*TEXT:*

[antlr-interest] String lexing and partial tokens

Mon Nov 27 17:48:15 PST 2006

Jim--

The basic implementation is to have a "copy" stream
and to only copy characters there when necessary; that
is, when characters are deleted from the middle of a
lexed character sequence.  If you trim characters from
the ends of the sequence only, then there is no
copying.  There is then a four-state machine that
either 1.) skips leading characters, 2.) increments
the end counter, 3.) copies text, or 4.) skips
(possibly trailing) characters.

The reason for the current performance hit is that the
logic for character handling is repeated everywhere
instead of just in the rules that edit.  The 5-10%
figure does not include copying, which would add
additional overhead--but I've never run into a grammar
that needed copying, although I can see the value. 
The next revision will be to make only rules that edit
suffer the performance hit.  I will note that the
baseline ANTLR 3 approach of "construct your own
string" has much higher overheads for character
editing.

--Loring

--- Jim Idle <jimi at intersystems.com> wrote:

> Loring,
> 
> To my mind, 5-10% (assuming that you mean runtime)

*REQUEST 1:*
Answer these questions from the post on string lexing:
(a) When are characters copied to the "copy" stream?
(b) What does the 5-10% figure leave out?
(c) What change is planned for the next revision?
*REQUEST 2:*
Say whether each statement agrees with the post on string lexing, and quote the words that decide it:
(a) Trimming characters only from the ends of a sequence involves no copying.
(b) The writer has often run into grammars that needed copying.
(c) The baseline ANTLR 3 approach has lower overheads for character editing.
The items that come after this post are separate material.

*DATA:*
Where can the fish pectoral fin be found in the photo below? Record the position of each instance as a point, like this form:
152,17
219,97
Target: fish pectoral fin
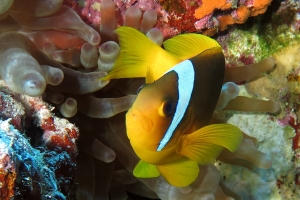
180,173
186,46
145,170
205,144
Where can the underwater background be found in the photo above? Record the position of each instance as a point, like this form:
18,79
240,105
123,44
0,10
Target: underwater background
63,141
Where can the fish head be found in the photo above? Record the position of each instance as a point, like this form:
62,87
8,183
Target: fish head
151,114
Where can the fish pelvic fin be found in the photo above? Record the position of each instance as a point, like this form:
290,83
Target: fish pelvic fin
205,144
188,45
145,170
137,54
179,173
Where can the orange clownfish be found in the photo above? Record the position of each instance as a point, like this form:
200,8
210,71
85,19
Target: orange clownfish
168,124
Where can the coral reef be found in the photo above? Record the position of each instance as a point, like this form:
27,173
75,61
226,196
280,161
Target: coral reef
50,52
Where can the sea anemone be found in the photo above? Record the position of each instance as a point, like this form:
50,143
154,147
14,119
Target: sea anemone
48,50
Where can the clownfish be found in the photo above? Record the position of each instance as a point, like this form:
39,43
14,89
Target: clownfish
168,124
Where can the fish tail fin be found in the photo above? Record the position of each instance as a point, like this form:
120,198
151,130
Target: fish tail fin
135,56
205,144
180,173
188,45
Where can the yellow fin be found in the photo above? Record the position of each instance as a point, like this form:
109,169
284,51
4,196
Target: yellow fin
149,76
205,144
180,173
145,170
137,53
188,45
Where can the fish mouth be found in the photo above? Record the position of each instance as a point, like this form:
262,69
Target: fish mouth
137,118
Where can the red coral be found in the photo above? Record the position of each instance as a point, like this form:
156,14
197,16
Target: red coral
7,177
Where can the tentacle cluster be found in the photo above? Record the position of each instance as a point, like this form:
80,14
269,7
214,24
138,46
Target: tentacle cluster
47,49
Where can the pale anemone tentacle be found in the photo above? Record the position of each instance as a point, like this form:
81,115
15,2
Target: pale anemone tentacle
69,108
54,76
49,48
109,52
18,68
132,17
148,21
36,8
69,56
76,82
69,22
88,55
108,23
156,36
60,39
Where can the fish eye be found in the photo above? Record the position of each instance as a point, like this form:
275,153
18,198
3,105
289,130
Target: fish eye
167,108
139,89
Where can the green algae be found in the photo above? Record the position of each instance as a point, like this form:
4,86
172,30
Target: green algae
262,38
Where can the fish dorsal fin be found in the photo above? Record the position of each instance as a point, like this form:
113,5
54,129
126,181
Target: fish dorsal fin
149,75
179,173
145,170
188,45
137,53
205,144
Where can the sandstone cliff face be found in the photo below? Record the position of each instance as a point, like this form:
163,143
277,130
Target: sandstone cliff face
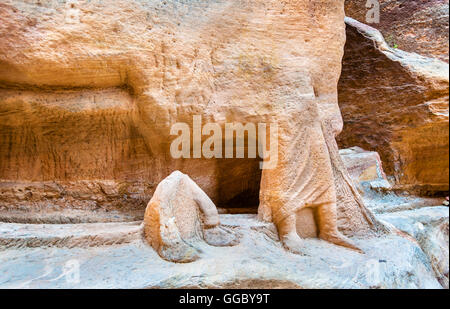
90,90
396,103
419,26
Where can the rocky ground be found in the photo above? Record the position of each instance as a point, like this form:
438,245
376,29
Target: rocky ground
97,249
113,255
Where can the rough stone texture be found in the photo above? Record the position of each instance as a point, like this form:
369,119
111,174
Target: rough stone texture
364,167
430,226
259,261
179,217
396,103
419,26
122,82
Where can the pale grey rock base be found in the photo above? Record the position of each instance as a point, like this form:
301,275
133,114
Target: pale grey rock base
259,261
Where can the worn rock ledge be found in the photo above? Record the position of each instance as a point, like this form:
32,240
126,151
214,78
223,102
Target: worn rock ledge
259,261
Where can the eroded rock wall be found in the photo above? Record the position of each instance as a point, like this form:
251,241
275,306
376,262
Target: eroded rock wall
419,26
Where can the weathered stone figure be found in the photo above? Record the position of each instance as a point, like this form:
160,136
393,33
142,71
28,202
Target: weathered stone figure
180,216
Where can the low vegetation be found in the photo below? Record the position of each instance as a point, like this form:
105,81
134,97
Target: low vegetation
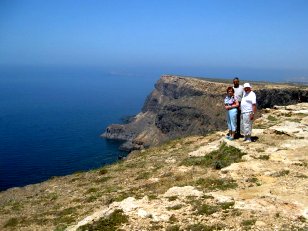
111,223
221,158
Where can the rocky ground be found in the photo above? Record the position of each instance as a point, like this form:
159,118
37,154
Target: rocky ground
194,183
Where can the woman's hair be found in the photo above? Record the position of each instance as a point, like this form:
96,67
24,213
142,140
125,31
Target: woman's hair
230,88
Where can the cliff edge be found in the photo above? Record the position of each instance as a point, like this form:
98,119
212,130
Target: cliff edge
193,183
183,106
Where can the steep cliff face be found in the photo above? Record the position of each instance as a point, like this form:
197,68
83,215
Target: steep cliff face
182,106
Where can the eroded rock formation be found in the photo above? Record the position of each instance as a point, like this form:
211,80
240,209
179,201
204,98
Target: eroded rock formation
182,106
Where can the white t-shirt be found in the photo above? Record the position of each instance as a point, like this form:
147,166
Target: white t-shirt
247,101
238,91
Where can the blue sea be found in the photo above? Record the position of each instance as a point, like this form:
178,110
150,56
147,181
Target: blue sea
51,120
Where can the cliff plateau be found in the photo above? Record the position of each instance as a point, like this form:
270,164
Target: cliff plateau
193,183
183,106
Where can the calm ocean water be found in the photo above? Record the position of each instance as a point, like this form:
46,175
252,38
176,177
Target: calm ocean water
51,120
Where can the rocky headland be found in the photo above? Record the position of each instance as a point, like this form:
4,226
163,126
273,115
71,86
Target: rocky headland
182,106
199,182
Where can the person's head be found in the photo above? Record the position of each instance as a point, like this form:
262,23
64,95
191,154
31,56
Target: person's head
247,87
230,91
236,82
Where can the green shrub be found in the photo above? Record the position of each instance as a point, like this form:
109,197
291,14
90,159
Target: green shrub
221,158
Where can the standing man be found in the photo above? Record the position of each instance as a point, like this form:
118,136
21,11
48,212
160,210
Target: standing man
238,92
248,109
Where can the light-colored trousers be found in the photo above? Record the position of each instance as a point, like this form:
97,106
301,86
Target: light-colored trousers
231,119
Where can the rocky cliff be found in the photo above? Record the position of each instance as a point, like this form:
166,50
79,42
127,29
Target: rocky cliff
182,106
193,183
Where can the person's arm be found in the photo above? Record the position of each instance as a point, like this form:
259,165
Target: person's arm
254,110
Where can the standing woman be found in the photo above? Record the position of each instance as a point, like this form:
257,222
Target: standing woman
231,105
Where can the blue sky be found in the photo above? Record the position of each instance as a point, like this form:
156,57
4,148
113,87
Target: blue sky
261,38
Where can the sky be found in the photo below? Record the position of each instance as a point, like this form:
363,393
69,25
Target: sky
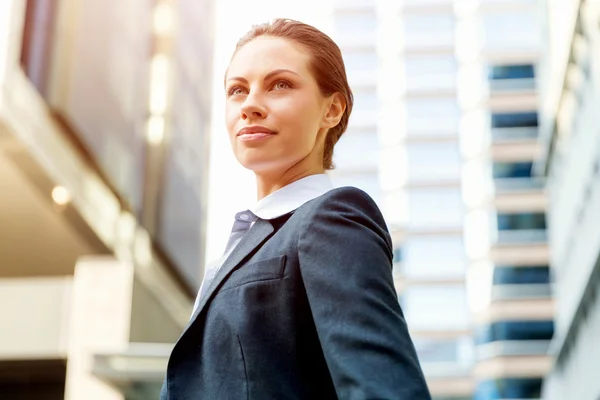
231,187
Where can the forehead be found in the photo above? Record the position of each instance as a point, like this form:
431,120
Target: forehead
265,54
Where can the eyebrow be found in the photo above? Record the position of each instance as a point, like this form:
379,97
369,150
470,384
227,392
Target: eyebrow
269,75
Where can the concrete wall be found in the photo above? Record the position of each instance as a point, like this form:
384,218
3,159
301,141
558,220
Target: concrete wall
34,316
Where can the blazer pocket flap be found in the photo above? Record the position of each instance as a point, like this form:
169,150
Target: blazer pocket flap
263,270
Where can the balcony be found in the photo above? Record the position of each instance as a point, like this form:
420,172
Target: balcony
511,185
512,348
521,236
138,371
521,291
502,86
514,133
439,370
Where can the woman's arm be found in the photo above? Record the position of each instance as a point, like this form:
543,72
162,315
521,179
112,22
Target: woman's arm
345,259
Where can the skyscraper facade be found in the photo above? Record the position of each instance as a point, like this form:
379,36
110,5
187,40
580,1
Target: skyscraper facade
446,122
570,139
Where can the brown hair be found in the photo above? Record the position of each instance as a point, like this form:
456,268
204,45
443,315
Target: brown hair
326,65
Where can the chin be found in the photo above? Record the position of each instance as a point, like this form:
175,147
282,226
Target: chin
261,164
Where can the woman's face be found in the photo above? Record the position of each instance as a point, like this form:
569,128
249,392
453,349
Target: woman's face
276,116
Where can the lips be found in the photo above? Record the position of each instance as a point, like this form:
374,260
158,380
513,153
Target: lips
254,133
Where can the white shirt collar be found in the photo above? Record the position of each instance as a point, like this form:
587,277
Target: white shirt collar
292,196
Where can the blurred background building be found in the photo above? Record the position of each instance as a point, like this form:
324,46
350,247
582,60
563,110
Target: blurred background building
104,128
570,138
473,120
444,136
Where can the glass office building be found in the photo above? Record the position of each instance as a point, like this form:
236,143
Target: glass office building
444,136
104,121
570,162
505,227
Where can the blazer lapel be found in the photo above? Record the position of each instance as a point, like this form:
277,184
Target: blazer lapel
259,232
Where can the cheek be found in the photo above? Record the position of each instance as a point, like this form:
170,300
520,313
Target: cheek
231,117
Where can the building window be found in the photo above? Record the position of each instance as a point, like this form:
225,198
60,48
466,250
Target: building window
397,255
435,208
511,275
357,60
515,120
444,351
428,30
421,306
499,72
509,388
448,259
430,72
354,24
510,30
514,330
354,143
502,170
521,221
419,121
434,162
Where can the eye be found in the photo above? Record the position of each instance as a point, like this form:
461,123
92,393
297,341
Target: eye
236,91
281,85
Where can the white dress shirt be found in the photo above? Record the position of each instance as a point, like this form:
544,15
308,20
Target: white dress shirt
276,204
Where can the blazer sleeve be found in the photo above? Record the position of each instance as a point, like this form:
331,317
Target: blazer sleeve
345,256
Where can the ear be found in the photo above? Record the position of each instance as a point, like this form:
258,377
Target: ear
335,110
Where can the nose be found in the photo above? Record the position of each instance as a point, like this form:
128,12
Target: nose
253,108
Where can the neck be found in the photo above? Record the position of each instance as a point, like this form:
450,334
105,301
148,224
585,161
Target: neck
269,182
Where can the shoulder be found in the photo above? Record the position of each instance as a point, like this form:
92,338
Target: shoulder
343,208
345,200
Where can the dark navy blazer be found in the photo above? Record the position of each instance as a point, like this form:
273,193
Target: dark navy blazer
303,308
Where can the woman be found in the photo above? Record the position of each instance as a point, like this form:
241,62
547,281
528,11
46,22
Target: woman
303,306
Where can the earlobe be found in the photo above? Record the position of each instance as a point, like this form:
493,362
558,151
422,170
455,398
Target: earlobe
335,111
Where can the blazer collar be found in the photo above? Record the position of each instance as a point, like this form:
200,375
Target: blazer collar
260,231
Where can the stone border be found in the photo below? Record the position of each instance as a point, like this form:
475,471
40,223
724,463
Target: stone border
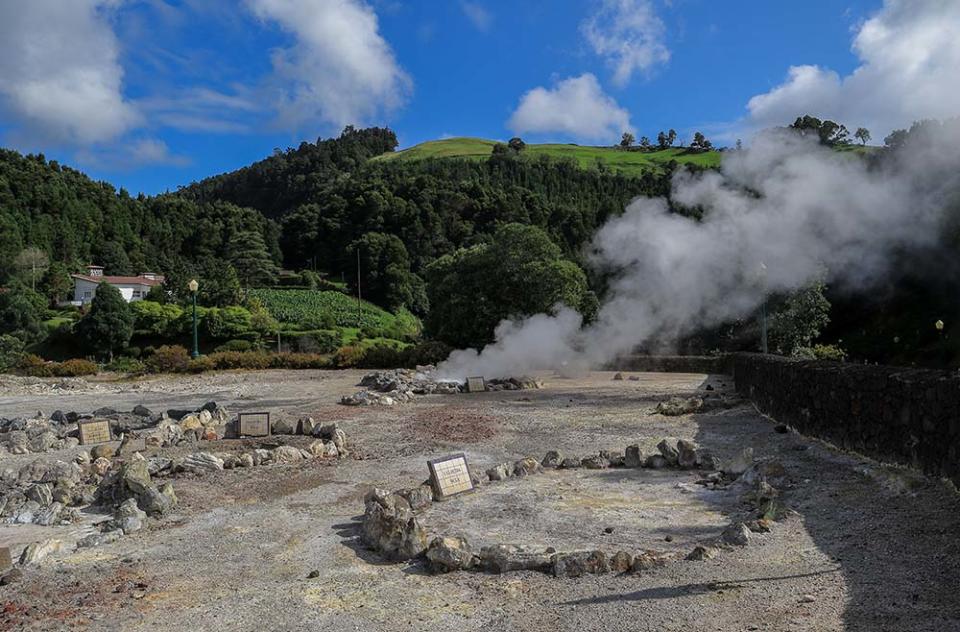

*TASK RESULT 1:*
(a) Characters are copied only when they are deleted from the middle of a lexed character sequence.
(b) It does not include copying.
(c) Only rules that edit will suffer the performance hit.

*TASK RESULT 2:*
(a) Yes: "If you trim characters from the ends of the sequence only, then there is no copying."
(b) No: "I've never run into a grammar that needed copying"
(c) No: "the baseline ANTLR 3 approach of "construct your own string" has much higher overheads for character editing."